What this task involves: Can you reproduce the items below from the line with "Exercise. Pick out the sloped" up to and including the line with "pixel 366 482", leaving out the pictures?

Given information:
..........

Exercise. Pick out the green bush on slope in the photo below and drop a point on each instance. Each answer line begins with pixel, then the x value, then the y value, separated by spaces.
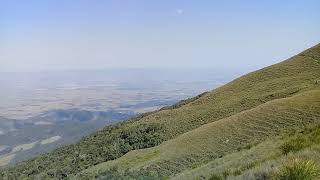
pixel 282 80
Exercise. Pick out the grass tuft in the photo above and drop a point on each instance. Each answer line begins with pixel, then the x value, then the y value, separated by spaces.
pixel 299 170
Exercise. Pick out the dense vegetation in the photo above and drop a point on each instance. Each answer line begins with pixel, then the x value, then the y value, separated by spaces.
pixel 214 135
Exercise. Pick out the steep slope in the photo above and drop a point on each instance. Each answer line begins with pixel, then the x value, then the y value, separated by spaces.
pixel 216 139
pixel 297 75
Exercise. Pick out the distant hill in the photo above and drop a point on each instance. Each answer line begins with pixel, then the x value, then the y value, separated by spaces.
pixel 234 131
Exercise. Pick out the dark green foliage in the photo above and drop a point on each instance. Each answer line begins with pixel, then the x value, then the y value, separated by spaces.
pixel 282 80
pixel 74 158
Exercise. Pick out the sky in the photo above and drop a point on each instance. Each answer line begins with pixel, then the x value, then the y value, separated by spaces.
pixel 41 35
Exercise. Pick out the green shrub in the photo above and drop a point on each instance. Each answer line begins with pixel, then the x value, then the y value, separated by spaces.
pixel 299 170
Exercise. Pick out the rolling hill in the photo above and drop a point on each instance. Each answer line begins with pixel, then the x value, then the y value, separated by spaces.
pixel 240 127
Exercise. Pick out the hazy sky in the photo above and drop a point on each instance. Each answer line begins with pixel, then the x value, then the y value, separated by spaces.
pixel 98 34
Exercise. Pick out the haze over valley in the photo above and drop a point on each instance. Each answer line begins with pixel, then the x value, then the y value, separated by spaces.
pixel 40 111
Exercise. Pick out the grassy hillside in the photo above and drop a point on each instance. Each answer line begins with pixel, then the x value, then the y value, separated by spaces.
pixel 216 139
pixel 235 116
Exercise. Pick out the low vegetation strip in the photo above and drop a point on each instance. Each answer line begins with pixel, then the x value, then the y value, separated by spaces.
pixel 287 79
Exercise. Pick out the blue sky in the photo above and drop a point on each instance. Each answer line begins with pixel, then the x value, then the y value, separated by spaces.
pixel 101 34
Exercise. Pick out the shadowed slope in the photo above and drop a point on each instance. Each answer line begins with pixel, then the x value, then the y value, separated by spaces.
pixel 298 74
pixel 222 137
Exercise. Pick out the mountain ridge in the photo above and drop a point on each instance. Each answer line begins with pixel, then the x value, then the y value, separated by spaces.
pixel 292 77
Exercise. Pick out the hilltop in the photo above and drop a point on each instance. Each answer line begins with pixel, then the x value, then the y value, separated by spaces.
pixel 213 134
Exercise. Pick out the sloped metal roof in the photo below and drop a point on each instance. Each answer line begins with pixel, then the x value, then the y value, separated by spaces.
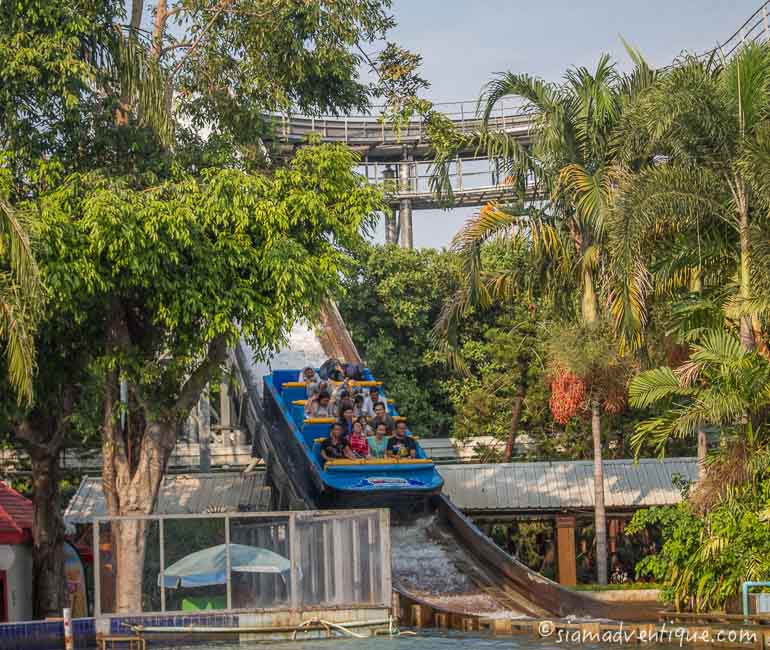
pixel 182 494
pixel 15 516
pixel 564 485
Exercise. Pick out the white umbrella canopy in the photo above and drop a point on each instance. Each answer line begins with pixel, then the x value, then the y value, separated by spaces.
pixel 209 566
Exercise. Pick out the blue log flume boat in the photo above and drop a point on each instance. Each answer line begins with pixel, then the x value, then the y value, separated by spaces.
pixel 366 482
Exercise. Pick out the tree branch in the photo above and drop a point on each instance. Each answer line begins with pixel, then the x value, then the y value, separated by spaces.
pixel 220 8
pixel 195 384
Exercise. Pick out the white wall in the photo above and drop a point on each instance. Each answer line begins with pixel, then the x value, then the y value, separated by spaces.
pixel 20 585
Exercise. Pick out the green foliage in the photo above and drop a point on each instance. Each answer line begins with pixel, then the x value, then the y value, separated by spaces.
pixel 591 353
pixel 705 559
pixel 193 260
pixel 391 300
pixel 699 209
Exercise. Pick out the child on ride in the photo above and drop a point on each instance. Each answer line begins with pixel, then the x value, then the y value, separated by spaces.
pixel 358 442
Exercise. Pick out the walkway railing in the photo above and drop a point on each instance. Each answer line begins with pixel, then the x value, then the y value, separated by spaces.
pixel 755 30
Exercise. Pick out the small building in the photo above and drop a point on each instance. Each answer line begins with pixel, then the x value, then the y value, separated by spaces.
pixel 16 515
pixel 561 495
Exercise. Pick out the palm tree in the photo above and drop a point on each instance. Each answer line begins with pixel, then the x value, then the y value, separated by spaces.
pixel 566 178
pixel 19 294
pixel 705 122
pixel 722 384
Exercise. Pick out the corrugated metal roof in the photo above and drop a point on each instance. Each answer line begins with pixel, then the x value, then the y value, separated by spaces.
pixel 15 516
pixel 563 485
pixel 182 494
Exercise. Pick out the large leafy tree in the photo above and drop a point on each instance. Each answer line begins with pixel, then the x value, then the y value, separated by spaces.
pixel 133 136
pixel 697 218
pixel 391 300
pixel 172 275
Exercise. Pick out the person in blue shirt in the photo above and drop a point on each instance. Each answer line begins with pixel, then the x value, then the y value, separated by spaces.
pixel 378 443
pixel 401 445
pixel 347 418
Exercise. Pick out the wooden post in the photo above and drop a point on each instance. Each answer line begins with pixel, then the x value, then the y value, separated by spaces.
pixel 69 641
pixel 225 411
pixel 294 554
pixel 204 430
pixel 565 549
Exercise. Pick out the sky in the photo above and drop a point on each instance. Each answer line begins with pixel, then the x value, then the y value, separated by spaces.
pixel 464 43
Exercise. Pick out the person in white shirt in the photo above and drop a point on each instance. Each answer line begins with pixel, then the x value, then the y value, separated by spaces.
pixel 371 399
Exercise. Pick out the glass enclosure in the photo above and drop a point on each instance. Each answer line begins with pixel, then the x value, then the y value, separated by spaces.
pixel 247 561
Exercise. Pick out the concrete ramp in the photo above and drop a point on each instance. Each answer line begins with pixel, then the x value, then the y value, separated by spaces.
pixel 442 559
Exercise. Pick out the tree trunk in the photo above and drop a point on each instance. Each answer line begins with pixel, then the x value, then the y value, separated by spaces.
pixel 600 517
pixel 131 487
pixel 129 543
pixel 747 331
pixel 518 407
pixel 48 537
pixel 702 449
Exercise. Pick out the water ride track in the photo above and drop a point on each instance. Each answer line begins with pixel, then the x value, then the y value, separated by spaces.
pixel 509 584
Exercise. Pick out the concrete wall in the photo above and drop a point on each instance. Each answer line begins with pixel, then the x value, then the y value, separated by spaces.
pixel 20 585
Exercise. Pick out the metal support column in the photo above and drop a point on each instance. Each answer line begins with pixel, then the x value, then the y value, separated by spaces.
pixel 390 227
pixel 204 430
pixel 405 208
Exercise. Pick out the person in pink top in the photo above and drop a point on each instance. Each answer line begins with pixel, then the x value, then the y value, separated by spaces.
pixel 357 441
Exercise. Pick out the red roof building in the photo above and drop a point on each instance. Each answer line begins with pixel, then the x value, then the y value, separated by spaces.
pixel 15 516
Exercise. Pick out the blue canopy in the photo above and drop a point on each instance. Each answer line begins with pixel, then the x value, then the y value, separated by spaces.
pixel 209 566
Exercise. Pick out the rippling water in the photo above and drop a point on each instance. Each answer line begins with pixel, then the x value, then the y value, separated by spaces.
pixel 422 642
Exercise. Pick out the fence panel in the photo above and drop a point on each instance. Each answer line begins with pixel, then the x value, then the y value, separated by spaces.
pixel 250 561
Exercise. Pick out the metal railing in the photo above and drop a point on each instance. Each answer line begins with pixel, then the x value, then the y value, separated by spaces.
pixel 410 178
pixel 244 561
pixel 755 30
pixel 508 115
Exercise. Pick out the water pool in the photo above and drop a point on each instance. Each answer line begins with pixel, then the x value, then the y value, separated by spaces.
pixel 424 641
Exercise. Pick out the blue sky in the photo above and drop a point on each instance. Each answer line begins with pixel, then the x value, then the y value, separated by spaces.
pixel 464 43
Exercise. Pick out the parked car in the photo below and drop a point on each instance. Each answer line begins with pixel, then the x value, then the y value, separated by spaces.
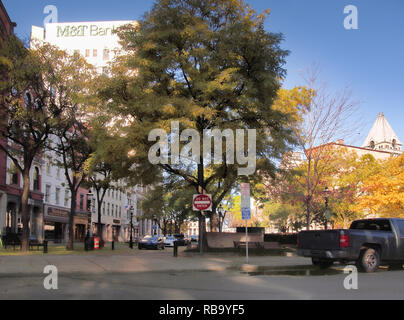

..........

Correct answer:
Exercise. Pick out the sloped metal roof in the photo below and drop a point on each instance. Each answer line begins with pixel, then the x value, then the y value, separated by spaces.
pixel 182 494
pixel 15 516
pixel 564 485
Exercise. Pick out the white umbrella canopy in the photo above and drop a point on each instance. Each answer line begins with pixel, then the x value, then the y value, separated by spaces.
pixel 209 566
Exercise. Pick out the blue log flume boat in the photo above and drop a point on each instance. Each answer line begins with pixel, then the x value, then the y value, separated by spaces.
pixel 366 482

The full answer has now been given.